— Begin Extract to read —

United States of America, Plaintiff-appellee, v. John Leonard Orr, Defendant-appellant, 29 F.3d 636 (9th Cir. 1994)

Annotate this Case
U.S. Court of Appeals for the Ninth Circuit - 29 F.3d 636 (9th Cir. 1994) Argued and Submitted July 11, 1994. Decided July 21, 1994

Before: FERNANDEZ, RYMER, and T.G. NELSON, Circuit Judges

MEMORANDUM* 

John Orr appeals his jury conviction and the restitution order imposed as part of his sentence for three counts of arson, in violation of 18 U.S.C. § 844(i). We affirm, but strike part of the judgment.

Over Orr's objection, the trial court allowed the government to introduce evidence of a March 9, 1989, arson fire at the Pacific Home Improvement store in Atascadero.

The district court decided to admit the government's evidence about the Atascadero arson fire because of its similarity to the Tulare/Bakersfield fires and because Orr was in the vicinity of Atascadero at the time the fire was set. Fed.R.Evid. 404(b). The problem with the court's decision was that the government failed to introduce sufficient evidence to support a finding that Orr set the Atascadero fire. United States v. Robertson, 15 F.3d 862, 869-70 (9th Cir. 1994); see Huddleston v. United States, 485 U.S. 681, 689, 108 S. Ct. 1496, 1501, 99 L. Ed. 2d 771 (1988).

The district court employed the following logic to reach its decision to admit the Atascadero fire evidence. The Atascadero and Bakersfield/Tulare fires were set by arsonists with the same modus operandi. Therefore, the conclusion that Orr set the Bakersfield/Tulare fires is supported to some degree by the fact that he set the Atascadero fire. We know he set the Atascadero fire because it is so similar to the Bakersfield/Tulare fires. The problem with this logic is that it is somewhat backwards. The evidence of the crimes charged against him was used to show that he committed the crime not charged against him.

— End Extract to read —
— Begin Data shown —

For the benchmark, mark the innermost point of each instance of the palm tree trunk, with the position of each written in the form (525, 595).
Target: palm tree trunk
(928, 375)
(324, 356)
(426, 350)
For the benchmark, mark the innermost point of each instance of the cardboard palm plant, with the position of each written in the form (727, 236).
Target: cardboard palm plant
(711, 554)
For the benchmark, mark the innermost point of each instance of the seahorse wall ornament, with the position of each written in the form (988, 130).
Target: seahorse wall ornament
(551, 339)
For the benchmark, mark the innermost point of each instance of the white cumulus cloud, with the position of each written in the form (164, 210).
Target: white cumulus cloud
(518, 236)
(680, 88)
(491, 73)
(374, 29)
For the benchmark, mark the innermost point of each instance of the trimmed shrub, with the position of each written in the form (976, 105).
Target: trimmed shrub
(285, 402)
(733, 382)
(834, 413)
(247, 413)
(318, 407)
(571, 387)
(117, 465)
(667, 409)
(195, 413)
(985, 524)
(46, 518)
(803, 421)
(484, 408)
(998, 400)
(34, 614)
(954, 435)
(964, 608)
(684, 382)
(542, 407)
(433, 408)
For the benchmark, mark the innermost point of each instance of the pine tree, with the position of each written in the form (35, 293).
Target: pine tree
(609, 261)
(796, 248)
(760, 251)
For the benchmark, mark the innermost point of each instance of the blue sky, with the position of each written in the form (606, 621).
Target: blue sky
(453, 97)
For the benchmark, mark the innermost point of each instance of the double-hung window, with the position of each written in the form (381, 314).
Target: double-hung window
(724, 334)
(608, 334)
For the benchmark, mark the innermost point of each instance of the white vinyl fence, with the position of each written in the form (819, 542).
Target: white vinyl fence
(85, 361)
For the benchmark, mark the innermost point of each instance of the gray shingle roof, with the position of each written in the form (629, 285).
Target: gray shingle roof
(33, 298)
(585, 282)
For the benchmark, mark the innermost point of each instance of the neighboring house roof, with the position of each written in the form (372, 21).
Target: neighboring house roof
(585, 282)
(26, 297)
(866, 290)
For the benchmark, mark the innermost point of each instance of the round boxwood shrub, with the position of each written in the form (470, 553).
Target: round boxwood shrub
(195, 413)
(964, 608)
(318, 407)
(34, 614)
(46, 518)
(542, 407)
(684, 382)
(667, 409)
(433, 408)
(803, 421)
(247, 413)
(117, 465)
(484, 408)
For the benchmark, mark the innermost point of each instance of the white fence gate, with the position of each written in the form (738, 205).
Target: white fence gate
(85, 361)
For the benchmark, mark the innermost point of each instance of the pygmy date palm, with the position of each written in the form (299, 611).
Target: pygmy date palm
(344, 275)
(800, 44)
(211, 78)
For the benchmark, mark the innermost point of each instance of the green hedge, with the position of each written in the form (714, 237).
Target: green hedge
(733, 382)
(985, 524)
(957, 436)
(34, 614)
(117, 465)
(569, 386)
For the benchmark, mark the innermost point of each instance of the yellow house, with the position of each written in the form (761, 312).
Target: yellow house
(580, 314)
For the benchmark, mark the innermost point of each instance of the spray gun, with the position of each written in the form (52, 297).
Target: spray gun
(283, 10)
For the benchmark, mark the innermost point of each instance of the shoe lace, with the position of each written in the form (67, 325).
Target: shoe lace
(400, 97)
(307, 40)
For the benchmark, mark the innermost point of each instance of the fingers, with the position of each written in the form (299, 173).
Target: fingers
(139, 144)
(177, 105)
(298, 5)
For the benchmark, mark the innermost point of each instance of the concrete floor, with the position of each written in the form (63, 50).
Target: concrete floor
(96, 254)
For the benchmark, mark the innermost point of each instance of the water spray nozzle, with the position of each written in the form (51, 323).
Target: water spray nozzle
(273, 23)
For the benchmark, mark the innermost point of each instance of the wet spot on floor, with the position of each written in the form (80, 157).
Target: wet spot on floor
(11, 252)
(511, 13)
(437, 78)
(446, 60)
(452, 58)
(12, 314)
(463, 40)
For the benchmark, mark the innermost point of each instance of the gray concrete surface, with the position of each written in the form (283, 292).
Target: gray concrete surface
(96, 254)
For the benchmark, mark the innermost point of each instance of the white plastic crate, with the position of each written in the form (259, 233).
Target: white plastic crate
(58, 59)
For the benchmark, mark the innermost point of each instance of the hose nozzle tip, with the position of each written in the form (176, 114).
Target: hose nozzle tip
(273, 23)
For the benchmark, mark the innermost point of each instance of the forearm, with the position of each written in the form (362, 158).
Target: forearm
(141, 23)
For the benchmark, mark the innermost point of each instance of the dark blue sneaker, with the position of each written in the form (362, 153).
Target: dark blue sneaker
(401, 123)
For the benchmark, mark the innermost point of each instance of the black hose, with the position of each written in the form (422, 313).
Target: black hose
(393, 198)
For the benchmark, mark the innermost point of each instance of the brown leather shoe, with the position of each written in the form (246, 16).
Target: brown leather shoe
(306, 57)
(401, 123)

— End Data shown —

Tasks —
A) List the circuit judges named in the court memorandum.
B) Answer these questions using the court memorandum:
(i) Under which statute was Orr convicted of arson?
(ii) On what date was the fire at the Pacific Home Improvement store set?
(iii) On what date was the appeal decided?
C) Continue the court memorandum from the point where it stops.
The entries have no connection to the court memorandum.

Answers below —
A) Fernandez, Rymer, T.G. Nelson

B)
(i) 18 U.S.C. § 844(i)
(ii) March 9, 1989
(iii) July 21, 1994

C)
The record does not support the inference that Orr set the Atascadero fire. He was in the vicinity of Atascadero when the fire was set, but that in itself does not suggest that he set the fire. Without evidence that Orr set the Atascadero fire, the fact that it was set does not tend to prove anything about whether Orr set the Bakersfield/Tulare fires, which were the subject of the indictment against him. See Arizona v. Elmer, 21 F.3d 331, 335-36 (9th Cir. 1994) It was an abuse of discretion for the court to admit evidence of that fire under Fed.R.Evid. 404(b).

Although it was error to admit evidence of the Atascadero fire, the error was harmless. The government did refer to the Atascadero fire twice during closing argument and went into some detail on the subject. See Robertson, 15 F.3d at 870; cf. United States v. Brown, 880 F.2d 1012, 1016 (9th Cir. 1989). Nonetheless, it was not a critical part of the case, the admissible evidence at trial was very strong on the question of Orr's guilt, and it is highly unlikely that the jury's verdict would have been any different if the Atascadero fire evidence had not been admitted. In light of the overall strength of the evidence against Orr and the weakness of the Atascadero fire evidence, we hold that the district court's error in admitting the Atascadero fire evidence was harmless. It did not affect the verdict. See Robertson, 15 F.3d at 870; United States v. Bradley, 5 F.3d 1317, 1322 (9th Cir. 1993).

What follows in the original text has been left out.